次世代エコカー・本命は?(26)

補助金なしで回す仕組みが必要

水素社会の到来に向けて、政府はどのような役割をするべきですか。

遠山:やはり長期的なヴィジョンを示して欲しいと思います。

 新しい産業を立ち上げるため、当初は政府が補助金を出すことが必要でしょう。例えば、燃料電池車の購入者に対しては、200万~300万円の補助金が支給される見込みです。ただ、いずれ補助金なしで回るような仕組みを作らなければならないはずです。

 現状は燃料電池車も燃料電池も価格が高いことが普及のネックとなっています。これは研究開発費が大きくかさんだためですが、これを解消するためにはたくさん作って量産効果を出すか、研究開発費そのものを減らす努力が必要です。

 各企業でバラバラにやっている技術開発を集約するというのも1つのアイディアではないでしょうか。そのためには国が先に仕様を固めることで、企業の負担を減らせるはずです。

 例えば、水素ステーションであれば大規模型ではなく小規模型の普及を促していく。そうすれば数がたくさん出ることになり、1つ当たりの開発コストは引き下げられる。つまり、利益が出やすいということです。

 また、昨年の規制改革会議での閣議決定を踏まえて、水素ステーションなどの保安規制に関する規制緩和も検討されています。

水素ステーションについては、石油元売りなどエネルギー提供企業の中でも懐疑的な見方もあるようです。

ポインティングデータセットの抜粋
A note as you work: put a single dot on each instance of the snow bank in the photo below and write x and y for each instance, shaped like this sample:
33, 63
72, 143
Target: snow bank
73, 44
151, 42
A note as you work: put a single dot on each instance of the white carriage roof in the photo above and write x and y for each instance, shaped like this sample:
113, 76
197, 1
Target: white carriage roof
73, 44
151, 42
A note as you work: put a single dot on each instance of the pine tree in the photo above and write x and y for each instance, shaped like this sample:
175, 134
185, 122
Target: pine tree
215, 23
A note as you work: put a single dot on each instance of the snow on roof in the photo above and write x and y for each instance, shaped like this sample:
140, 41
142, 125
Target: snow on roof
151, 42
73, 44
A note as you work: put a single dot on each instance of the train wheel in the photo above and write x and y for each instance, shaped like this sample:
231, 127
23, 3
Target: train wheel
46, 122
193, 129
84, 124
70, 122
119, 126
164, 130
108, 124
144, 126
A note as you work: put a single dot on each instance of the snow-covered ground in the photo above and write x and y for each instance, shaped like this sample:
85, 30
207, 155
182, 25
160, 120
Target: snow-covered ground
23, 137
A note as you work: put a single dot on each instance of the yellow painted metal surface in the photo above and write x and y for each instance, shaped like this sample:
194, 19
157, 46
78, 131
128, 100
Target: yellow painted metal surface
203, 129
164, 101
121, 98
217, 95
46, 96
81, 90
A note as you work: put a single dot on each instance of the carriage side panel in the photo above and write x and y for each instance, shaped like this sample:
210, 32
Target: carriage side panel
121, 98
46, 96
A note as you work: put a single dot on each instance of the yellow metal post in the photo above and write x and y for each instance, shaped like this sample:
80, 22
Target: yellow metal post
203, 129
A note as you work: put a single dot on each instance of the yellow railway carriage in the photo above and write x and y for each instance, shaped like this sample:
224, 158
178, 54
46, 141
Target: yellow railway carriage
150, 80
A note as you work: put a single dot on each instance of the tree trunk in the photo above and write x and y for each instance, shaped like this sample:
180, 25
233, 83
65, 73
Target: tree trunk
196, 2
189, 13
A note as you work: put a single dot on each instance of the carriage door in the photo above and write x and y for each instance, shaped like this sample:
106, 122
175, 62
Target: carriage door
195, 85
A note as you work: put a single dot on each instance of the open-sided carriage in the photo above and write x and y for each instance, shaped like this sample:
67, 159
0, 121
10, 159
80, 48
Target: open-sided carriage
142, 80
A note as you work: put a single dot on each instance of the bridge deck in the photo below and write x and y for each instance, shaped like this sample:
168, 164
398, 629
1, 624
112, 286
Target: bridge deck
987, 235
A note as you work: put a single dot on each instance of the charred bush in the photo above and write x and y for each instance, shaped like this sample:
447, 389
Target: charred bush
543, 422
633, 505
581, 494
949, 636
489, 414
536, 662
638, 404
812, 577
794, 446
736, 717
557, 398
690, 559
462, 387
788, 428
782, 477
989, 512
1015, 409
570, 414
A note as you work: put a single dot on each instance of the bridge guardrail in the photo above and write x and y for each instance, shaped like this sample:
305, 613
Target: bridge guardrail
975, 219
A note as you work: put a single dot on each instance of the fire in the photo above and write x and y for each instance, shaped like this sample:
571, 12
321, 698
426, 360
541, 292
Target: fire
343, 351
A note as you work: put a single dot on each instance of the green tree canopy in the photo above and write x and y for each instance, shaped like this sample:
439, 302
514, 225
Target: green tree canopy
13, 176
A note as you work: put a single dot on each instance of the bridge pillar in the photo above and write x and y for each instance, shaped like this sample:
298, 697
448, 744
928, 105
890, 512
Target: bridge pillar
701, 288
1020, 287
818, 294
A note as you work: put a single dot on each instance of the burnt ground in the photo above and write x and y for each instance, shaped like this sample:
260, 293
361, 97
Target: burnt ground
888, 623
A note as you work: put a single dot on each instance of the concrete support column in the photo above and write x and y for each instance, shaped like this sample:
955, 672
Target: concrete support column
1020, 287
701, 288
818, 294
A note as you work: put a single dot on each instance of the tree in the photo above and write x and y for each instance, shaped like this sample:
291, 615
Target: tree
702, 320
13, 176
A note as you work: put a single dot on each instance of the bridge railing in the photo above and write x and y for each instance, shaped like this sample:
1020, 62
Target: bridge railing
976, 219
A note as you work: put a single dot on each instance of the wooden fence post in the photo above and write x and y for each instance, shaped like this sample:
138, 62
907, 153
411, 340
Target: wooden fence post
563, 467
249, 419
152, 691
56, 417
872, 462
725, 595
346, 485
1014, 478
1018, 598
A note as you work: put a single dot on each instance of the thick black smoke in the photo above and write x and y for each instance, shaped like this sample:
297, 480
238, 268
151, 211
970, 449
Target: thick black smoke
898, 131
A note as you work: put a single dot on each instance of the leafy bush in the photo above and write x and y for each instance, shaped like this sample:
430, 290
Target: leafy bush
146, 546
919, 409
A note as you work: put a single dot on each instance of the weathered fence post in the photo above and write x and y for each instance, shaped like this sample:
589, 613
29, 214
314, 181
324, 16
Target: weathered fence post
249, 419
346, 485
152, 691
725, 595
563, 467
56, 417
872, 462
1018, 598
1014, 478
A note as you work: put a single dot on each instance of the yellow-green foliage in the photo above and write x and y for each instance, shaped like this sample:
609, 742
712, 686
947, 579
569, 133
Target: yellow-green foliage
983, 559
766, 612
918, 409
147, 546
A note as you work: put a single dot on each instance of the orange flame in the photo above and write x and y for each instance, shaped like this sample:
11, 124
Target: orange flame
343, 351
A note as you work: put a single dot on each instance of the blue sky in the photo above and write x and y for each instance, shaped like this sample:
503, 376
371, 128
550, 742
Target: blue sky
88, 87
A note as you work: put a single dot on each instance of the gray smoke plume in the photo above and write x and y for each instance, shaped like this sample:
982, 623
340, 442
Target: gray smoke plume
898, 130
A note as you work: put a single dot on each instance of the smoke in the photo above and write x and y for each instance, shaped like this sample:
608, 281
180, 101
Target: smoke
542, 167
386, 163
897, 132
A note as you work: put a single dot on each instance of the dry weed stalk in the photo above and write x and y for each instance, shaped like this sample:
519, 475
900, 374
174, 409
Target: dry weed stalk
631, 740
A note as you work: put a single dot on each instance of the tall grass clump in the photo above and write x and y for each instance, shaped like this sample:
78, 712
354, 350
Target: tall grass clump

* 作業一覧 *
**a)** 抜粋のうち「新しい産業を立ち上げるため、」で始まり「業の負担を減らせるはずです。」に至るまでの部分を、「補助金」を「助成金」に置き換えて書き直してください。
**b)** 抜粋によると、燃料電池車の購入者に支給される見込みの補助金はいくらですか。

* 解答一覧 *
**a)**
新しい産業を立ち上げるため、当初は政府が助成金を出すことが必要でしょう。例えば、燃料電池車の購入者に対しては、200万~300万円の助成金が支給される見込みです。ただ、いずれ助成金なしで回るような仕組みを作らなければならないはずです。

 現状は燃料電池車も燃料電池も価格が高いことが普及のネックとなっています。これは研究開発費が大きくかさんだためですが、これを解消するためにはたくさん作って量産効果を出すか、研究開発費そのものを減らす努力が必要です。

 各企業でバラバラにやっている技術開発を集約するというのも1つのアイディアではないでしょうか。そのためには国が先に仕様を固めることで、企業の負担を減らせるはずです。

**b)** 200万~300万円です。